# [Texto fornecido]
Reafirmando a autonomia dos povos e, reforçando a necessidade de construir cada vez mais espaços de trocas de saberes coletivas entre eles, Maria de Fátima Alves, da Codecex, pontua a importância da ação. “Uma atividade importante, pois complementou a produção das comunidades, devido a essa pandemia a comercialização de flores e outros produtos ficaram suspensos. Além do mais, foi um momento rico de troca de experiências de saberes e uma oportunidade para começarmos a pensar em uma comercialização mais estruturada, uma vez que, ainda estamos muito nas feiras, e essa troca nos abre outras possibilidades”, afirmou.
Saberes e vivências ameaçados
Mais do que uma ação solidária com comida, este momento se configurou também como um espaço de trocas e partilhas de conhecimentos, bem como vivências ancestrais em torno da produção e reprodução da vida. A história e memória dos povos que vivem na região se misturam com a resistência da população negra no período colonial à repressão das tropas imperiais em seus territórios.

# [Dados fornecidos]

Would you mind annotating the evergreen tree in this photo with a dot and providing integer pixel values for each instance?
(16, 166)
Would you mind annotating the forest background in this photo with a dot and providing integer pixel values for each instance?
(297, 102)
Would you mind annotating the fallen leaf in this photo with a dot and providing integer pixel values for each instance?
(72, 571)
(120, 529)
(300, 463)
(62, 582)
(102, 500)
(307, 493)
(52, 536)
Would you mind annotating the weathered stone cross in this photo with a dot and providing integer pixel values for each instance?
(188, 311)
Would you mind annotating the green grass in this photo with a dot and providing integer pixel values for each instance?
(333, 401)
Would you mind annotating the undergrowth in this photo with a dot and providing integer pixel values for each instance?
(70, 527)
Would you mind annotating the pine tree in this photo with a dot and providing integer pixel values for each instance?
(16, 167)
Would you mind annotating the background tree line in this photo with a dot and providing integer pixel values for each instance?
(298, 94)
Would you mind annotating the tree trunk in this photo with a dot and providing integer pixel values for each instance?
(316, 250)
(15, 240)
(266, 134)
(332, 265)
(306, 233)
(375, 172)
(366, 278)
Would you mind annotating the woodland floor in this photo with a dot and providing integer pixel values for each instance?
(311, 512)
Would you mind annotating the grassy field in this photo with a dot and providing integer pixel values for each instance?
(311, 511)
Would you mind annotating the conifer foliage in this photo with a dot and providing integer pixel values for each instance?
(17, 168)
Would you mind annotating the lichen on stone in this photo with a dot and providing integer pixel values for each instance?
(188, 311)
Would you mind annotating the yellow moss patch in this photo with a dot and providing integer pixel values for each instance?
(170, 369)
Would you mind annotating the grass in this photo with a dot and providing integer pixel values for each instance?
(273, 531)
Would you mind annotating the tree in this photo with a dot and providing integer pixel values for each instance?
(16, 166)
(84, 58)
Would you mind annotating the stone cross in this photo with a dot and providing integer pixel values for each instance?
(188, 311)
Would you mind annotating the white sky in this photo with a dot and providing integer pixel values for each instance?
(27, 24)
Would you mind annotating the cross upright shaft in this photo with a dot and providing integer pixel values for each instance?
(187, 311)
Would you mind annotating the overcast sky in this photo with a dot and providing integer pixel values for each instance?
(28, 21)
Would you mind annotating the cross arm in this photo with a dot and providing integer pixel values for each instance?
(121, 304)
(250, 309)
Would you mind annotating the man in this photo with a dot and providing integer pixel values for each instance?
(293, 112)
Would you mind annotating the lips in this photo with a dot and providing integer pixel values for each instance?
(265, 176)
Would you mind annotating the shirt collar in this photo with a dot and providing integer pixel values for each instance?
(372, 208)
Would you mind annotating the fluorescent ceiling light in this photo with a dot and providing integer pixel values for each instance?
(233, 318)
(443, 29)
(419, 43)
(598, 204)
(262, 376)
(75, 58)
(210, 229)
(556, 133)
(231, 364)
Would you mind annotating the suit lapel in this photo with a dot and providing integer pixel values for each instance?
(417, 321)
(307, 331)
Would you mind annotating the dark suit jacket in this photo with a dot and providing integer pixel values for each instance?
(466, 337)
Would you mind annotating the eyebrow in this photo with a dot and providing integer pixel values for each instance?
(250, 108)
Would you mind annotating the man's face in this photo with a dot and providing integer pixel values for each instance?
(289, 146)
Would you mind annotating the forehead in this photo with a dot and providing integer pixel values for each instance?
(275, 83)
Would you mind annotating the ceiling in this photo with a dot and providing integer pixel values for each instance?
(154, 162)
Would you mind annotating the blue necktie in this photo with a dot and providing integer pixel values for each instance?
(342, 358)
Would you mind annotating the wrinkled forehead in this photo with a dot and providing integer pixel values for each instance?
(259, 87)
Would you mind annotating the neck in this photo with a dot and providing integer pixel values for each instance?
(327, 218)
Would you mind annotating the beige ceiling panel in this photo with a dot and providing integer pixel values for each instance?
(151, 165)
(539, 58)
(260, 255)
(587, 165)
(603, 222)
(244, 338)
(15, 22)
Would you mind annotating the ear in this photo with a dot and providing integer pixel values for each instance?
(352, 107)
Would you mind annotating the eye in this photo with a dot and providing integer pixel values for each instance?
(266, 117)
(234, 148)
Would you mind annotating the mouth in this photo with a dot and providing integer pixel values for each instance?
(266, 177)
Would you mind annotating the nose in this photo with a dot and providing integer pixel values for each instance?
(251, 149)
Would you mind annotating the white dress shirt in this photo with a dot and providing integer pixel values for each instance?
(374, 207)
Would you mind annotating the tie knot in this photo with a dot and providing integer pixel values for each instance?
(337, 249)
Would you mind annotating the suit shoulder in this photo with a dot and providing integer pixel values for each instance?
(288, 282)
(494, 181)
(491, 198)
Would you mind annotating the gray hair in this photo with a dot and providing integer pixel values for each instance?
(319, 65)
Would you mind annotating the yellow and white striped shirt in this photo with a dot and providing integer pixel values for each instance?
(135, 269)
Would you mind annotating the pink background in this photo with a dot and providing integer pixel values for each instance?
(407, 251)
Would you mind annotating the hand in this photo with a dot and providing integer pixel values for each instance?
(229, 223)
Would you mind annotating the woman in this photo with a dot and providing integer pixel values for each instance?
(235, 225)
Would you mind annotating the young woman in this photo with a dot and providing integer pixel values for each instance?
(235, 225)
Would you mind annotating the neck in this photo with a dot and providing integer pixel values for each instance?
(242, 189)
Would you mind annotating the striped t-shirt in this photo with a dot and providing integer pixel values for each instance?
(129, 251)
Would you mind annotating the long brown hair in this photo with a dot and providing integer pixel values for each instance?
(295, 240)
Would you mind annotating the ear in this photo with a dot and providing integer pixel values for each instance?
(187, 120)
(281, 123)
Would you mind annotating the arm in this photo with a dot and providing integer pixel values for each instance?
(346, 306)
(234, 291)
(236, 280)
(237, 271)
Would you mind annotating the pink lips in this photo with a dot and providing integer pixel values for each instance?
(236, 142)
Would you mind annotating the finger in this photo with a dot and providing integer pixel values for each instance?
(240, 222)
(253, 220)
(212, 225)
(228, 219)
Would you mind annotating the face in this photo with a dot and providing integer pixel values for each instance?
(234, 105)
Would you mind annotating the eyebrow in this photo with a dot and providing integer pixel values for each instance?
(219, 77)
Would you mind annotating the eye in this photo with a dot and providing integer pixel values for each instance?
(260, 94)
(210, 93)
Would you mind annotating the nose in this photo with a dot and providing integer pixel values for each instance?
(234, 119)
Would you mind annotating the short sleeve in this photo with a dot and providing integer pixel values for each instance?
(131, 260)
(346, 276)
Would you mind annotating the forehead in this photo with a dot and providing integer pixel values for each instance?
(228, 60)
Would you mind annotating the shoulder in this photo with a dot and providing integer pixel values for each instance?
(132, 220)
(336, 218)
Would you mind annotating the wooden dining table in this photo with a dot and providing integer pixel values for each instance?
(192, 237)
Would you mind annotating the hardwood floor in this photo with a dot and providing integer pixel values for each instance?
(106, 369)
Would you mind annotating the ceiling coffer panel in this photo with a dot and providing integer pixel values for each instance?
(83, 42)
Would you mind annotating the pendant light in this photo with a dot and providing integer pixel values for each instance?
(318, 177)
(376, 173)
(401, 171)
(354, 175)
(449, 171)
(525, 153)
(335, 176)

# [O que fazer]
(a) Segundo o texto, de qual entidade é Maria de Fátima Alves?
(b) Com base no texto, explique por que Maria de Fátima Alves diz que a atividade complementou a produção das comunidades.
(c) Reescreva de forma mais curta o parágrafo do texto que começa com "Mais do que uma ação solidária", mantendo os fatos principais.

# [Soluções]
(a) Da Codecex.

(b) A atividade complementou a produção porque, com a pandemia, a venda de flores e de outros produtos das comunidades ficou suspensa.

(c) Além de ser uma ação solidária com comida, o momento serviu para trocar conhecimentos e vivências ancestrais sobre a produção e a reprodução da vida. A história e a memória dos povos da região se misturam com a resistência da população negra, no período colonial, à repressão das tropas imperiais em seus territórios.